Top of PROVIDED RECORDS

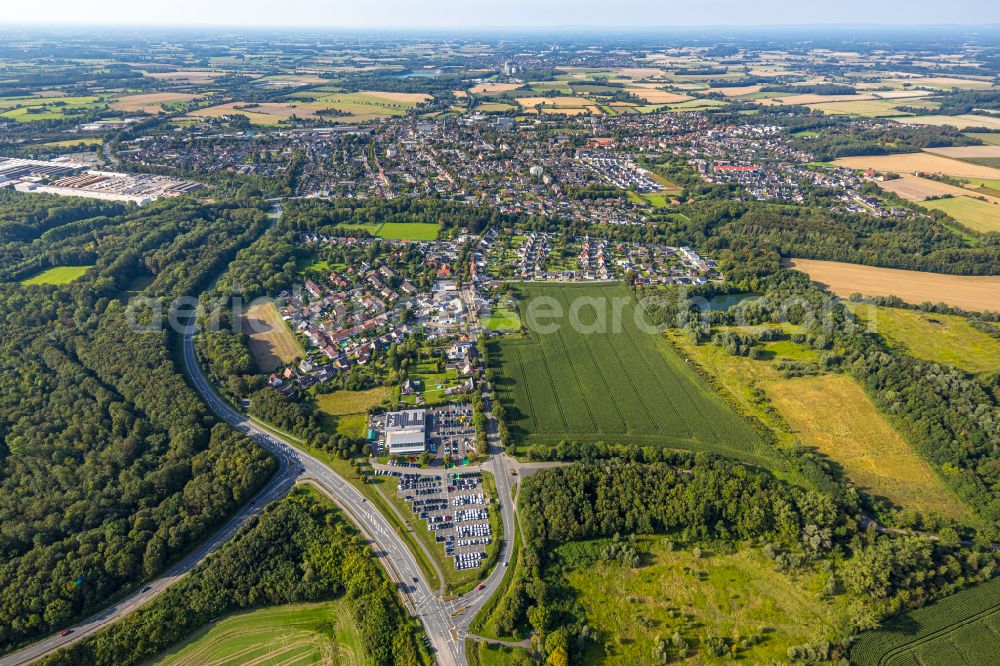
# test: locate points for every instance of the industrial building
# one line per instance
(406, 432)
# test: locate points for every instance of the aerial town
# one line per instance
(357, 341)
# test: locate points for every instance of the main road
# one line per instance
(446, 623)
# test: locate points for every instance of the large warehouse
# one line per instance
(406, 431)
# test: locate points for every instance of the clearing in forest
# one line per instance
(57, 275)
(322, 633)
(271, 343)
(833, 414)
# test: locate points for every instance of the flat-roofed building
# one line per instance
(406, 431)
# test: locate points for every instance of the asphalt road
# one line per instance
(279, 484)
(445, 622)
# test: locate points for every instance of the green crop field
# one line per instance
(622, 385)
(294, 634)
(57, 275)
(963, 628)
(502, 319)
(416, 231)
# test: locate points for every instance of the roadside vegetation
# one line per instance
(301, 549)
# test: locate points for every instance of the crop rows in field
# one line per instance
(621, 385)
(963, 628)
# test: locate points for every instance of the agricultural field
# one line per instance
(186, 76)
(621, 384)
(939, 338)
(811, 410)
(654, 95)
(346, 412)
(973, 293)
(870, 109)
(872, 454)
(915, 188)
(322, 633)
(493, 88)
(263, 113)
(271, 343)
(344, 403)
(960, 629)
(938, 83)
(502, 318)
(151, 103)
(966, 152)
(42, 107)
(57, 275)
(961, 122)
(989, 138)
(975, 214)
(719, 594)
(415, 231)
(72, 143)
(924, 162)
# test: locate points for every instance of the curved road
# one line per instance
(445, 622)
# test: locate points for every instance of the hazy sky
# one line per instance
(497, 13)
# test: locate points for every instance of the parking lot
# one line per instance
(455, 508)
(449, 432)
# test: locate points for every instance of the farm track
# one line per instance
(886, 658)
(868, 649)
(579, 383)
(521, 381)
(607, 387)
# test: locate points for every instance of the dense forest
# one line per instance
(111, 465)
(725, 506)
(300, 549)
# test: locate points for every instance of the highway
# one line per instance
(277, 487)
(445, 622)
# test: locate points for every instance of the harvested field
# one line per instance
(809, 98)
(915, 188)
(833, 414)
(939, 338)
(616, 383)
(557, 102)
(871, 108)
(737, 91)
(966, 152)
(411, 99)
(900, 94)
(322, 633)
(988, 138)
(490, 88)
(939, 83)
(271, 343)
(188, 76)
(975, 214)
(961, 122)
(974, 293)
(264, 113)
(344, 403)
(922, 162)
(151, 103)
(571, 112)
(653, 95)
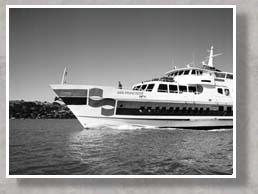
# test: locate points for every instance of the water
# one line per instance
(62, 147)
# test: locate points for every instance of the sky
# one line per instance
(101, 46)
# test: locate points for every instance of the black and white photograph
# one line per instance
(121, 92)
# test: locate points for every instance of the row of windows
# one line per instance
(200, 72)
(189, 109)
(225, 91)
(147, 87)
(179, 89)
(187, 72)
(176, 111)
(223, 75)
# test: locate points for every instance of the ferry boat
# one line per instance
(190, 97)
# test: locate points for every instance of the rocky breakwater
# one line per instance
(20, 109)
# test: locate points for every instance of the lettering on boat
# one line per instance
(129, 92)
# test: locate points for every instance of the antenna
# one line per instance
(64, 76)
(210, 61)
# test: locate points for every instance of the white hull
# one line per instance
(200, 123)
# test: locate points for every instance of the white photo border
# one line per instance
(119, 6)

Bottom of PROVIDED RECORDS

- [REQUIRED WORK]: Restate the preceding entries in full, word for word, with the pictures removed.

- [THE ANSWER]:
# test: locate points for every instance of the industrial building
# one line per instance
(406, 432)
# test: locate points for every instance of the aerial town
# one line per instance
(357, 341)
# test: locate points for every instance of the main road
# one line per instance
(446, 623)
# test: locate points for every instance of the large warehouse
# one line per instance
(406, 431)
# test: locate points for every instance of the clearing in forest
# one line per instance
(57, 275)
(322, 633)
(271, 343)
(833, 414)
# test: locate points for every instance of the flat-roofed building
# one line per instance
(406, 431)
# test: locate points for every instance of the asphalt road
# one line per instance
(279, 484)
(445, 622)
# test: locate points for every instance of the green crop field
# one line per instance
(622, 385)
(294, 634)
(57, 275)
(963, 628)
(502, 319)
(416, 231)
# test: locate points for every instance of the roadside vegetation
# one line per instance
(301, 549)
# test: locate points for every instance of the crop rows in field
# one line per instance
(621, 385)
(963, 628)
# test: locate points for every instance of the agricultural field
# one line per instance
(186, 76)
(621, 384)
(939, 338)
(811, 410)
(654, 95)
(346, 412)
(973, 293)
(870, 109)
(872, 454)
(915, 188)
(322, 633)
(493, 88)
(263, 113)
(271, 343)
(344, 403)
(960, 629)
(938, 83)
(502, 318)
(151, 103)
(966, 152)
(42, 107)
(57, 275)
(961, 122)
(989, 138)
(975, 214)
(719, 594)
(415, 231)
(72, 143)
(924, 162)
# test: locate points for every instance of the curved road
# one line per instance
(445, 622)
# test: locate points for every instance of the hazy sky
# one line per instance
(497, 13)
# test: locate points for every instance of the parking lot
# one line per instance
(455, 508)
(449, 432)
# test: locate points for every instance of the farm track
# one line per instance
(886, 658)
(868, 649)
(579, 383)
(521, 381)
(607, 387)
# test: locate points for every instance of the dense forest
# one line per instance
(111, 465)
(725, 506)
(300, 549)
# test: locate points for every instance of the highway
# one line per instance
(277, 487)
(445, 622)
# test: locate points for every instance of the harvested field
# one line per instance
(809, 98)
(915, 188)
(833, 414)
(939, 338)
(616, 383)
(557, 102)
(871, 108)
(737, 91)
(966, 152)
(411, 99)
(900, 94)
(322, 633)
(988, 138)
(490, 88)
(939, 83)
(271, 343)
(188, 76)
(975, 214)
(961, 122)
(974, 293)
(264, 113)
(344, 403)
(922, 162)
(151, 103)
(571, 112)
(653, 95)
# test: locate points for every instance of the water
# one line per instance
(62, 147)
# test: locate points for every instance of the sky
# one line per instance
(101, 46)
# test: locate points for every instance of the black and white photograph
# one line per instance
(121, 92)
# test: locate points for every instance of the row of windows
# one line per instance
(200, 72)
(189, 109)
(225, 91)
(147, 87)
(179, 89)
(187, 72)
(176, 111)
(223, 75)
# test: locate points for every instance of the ferry boat
# one line per instance
(190, 97)
# test: locate points for every instance of the rocky breakwater
# one line per instance
(20, 109)
# test: locate points for every instance of the lettering on boat
# one line per instance
(129, 92)
# test: locate points for every instance of the antenna
# one line per instance
(64, 76)
(210, 61)
# test: locate points for every instance of the white hull
# one line per instance
(200, 123)
# test: locate points for every instance of the white photo border
# one line per instance
(119, 6)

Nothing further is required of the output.